Given problem —
From the listing below, pick out and copy every line that contains the string "robe". Matching is case-sensitive.
--
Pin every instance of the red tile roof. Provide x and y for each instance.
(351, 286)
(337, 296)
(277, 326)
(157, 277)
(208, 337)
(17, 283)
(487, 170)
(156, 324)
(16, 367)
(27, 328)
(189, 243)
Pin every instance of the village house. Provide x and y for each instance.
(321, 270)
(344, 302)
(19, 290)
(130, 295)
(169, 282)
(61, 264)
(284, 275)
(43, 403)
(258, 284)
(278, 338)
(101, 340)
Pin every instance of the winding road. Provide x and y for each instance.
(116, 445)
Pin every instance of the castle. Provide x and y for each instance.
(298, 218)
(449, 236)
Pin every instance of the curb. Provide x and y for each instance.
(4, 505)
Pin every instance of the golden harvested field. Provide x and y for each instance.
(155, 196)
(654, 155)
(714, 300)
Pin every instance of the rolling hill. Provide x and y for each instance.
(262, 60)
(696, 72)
--
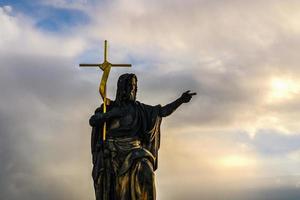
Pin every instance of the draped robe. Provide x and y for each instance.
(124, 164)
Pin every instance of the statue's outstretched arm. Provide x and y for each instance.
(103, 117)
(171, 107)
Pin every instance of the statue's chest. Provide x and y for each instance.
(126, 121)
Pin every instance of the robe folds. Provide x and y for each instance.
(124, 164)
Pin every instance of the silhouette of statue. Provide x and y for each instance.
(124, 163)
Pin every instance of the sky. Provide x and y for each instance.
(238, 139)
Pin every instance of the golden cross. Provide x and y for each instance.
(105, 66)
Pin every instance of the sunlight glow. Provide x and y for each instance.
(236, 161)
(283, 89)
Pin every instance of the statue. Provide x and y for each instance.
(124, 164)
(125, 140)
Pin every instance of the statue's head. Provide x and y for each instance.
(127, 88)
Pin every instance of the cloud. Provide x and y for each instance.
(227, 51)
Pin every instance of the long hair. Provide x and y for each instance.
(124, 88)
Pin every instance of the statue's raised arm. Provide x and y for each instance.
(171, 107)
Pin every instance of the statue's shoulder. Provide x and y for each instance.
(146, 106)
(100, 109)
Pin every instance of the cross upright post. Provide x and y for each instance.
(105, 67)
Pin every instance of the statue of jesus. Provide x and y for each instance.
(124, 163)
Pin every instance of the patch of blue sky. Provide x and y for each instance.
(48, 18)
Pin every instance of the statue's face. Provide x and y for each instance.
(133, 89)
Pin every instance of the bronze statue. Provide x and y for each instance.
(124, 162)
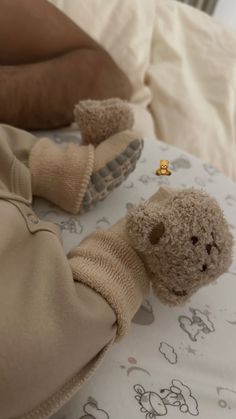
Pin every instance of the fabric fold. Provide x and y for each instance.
--
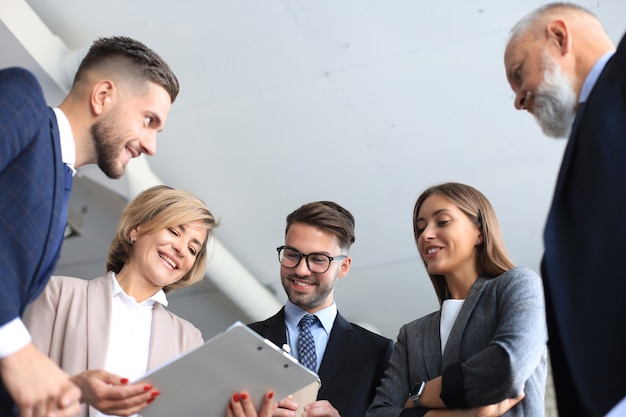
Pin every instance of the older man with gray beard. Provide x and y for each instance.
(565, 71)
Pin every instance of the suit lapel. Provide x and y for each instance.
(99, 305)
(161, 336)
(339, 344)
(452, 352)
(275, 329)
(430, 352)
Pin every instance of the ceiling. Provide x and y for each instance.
--
Solution below —
Pin every instance of the draped robe. Provide x and y for each instance.
Pin every instance of the robe folds. Provide x and y for each instance.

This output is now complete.